EXERCISE REQUIREMENTS -
Extract every line below, verbatim.

STORED RECORDS -

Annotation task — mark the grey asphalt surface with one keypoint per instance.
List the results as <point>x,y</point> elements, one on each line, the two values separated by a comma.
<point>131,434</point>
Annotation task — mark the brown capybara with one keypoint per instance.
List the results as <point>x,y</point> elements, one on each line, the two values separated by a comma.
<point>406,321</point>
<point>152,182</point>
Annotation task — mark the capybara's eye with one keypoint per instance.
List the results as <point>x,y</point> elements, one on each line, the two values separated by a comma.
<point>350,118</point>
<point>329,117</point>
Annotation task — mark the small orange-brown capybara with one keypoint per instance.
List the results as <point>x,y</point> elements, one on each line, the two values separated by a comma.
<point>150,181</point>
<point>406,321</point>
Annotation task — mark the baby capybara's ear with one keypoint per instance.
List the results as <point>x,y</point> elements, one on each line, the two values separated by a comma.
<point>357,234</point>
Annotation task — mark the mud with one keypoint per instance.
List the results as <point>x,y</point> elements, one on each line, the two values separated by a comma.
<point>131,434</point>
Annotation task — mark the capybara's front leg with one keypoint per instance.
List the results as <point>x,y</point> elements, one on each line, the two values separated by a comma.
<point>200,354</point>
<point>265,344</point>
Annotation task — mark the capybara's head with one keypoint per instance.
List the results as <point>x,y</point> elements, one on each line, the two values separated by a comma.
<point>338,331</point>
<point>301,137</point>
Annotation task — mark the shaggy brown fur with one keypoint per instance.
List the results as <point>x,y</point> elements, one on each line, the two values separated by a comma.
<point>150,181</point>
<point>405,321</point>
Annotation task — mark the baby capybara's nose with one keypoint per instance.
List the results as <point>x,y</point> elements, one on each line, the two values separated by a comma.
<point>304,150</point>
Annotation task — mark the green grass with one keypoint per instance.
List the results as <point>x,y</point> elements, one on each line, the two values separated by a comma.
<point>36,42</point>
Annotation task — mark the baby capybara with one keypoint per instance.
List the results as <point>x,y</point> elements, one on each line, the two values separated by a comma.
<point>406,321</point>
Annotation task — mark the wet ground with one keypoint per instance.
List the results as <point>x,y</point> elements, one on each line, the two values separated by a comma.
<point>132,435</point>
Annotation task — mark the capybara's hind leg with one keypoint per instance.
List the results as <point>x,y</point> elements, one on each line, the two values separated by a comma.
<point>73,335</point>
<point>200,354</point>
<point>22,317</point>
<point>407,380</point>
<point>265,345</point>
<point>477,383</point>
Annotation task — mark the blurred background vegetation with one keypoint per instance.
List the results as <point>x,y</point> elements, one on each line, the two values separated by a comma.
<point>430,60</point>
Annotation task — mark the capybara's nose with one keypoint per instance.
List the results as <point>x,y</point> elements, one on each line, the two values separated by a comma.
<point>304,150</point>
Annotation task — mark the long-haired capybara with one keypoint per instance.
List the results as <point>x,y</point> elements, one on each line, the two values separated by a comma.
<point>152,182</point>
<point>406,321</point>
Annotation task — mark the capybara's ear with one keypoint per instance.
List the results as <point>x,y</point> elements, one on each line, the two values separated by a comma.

RESPONSE TO THE TASK -
Annotation task — mark the grey asphalt surface with one keypoint per instance.
List the results as <point>x,y</point> elements, one on each line, the two values separated by a comma.
<point>131,434</point>
Annotation task — mark the brown capybara with one keypoint per instance.
List the results as <point>x,y</point> elements, one on each line, the two values separated by a comma.
<point>406,321</point>
<point>152,182</point>
Annotation task — mark the capybara's eye with one keypoint per instance.
List the results as <point>x,y</point> elements, one on each line, the two values separated by a comma.
<point>350,118</point>
<point>329,117</point>
Annotation task — mark the small orange-brown capybara with one keypoint per instance.
List the results as <point>x,y</point> elements, one on each line, the two values separated by a comma.
<point>150,181</point>
<point>406,321</point>
Annotation task — mark the baby capybara's ear with one keypoint per instance.
List the results as <point>x,y</point> elements, one on each line, the two values separated by a comma.
<point>357,234</point>
Annotation task — mark the mud with one keypoint per instance.
List the results as <point>x,y</point> elements, one on each line, the two values separated by a comma.
<point>131,434</point>
Annotation task — mark the capybara's front leg with one keypoint per instance.
List the results as <point>x,y</point> elements, one on each line, the two values separated by a comma.
<point>200,354</point>
<point>265,344</point>
Annotation task — mark the capybara's head with one keypoint per instance.
List the results as <point>x,y</point> elements, one on each line, the two values separated by a comma.
<point>338,331</point>
<point>301,137</point>
Annotation task — mark the shaggy brown fur with one keypoint per instance.
List the results as <point>x,y</point> elements, one on each line, the two values separated by a comma.
<point>150,181</point>
<point>405,321</point>
Annotation task — mark the baby capybara's nose with one keypoint per instance.
List the results as <point>x,y</point> elements, one on each line, the two values separated by a comma.
<point>304,150</point>
Annotation task — mark the green grass with one keypoint per instance.
List the results as <point>x,y</point> elements, one on each line, the two values separated by a comma.
<point>36,42</point>
Annotation task — mark the baby capybara with one keypoint per instance.
List the results as <point>x,y</point> elements, one on each line, the two values separated by a comma.
<point>406,321</point>
Annotation task — mark the wet ground with one keypoint per instance.
List the results as <point>x,y</point> elements, one on each line, the two values separated by a comma.
<point>132,435</point>
Annotation task — mark the capybara's hind leg with one keypoint per instance.
List the results as <point>x,y</point> elements, one on each line, the two values separated by a comma.
<point>73,335</point>
<point>200,354</point>
<point>22,317</point>
<point>407,380</point>
<point>265,345</point>
<point>477,383</point>
Annotation task — mark the blurred background vegetation with one keypoint per instance.
List the results as <point>x,y</point> elements, one on each line, the two values separated by a comma.
<point>430,60</point>
Annotation task — mark the capybara's nose with one keypoint per instance.
List the results as <point>x,y</point> elements, one on each line, the two values separated by a comma.
<point>304,150</point>
Annotation task — mark the long-haired capybara with one keypoint per instance.
List the results as <point>x,y</point> elements, one on each line, the two values separated by a comma.
<point>152,182</point>
<point>406,321</point>
Annotation task — mark the capybara's ear with one keypoint per instance.
List the results as <point>x,y</point> elements, one on each line, the two values separated by a comma.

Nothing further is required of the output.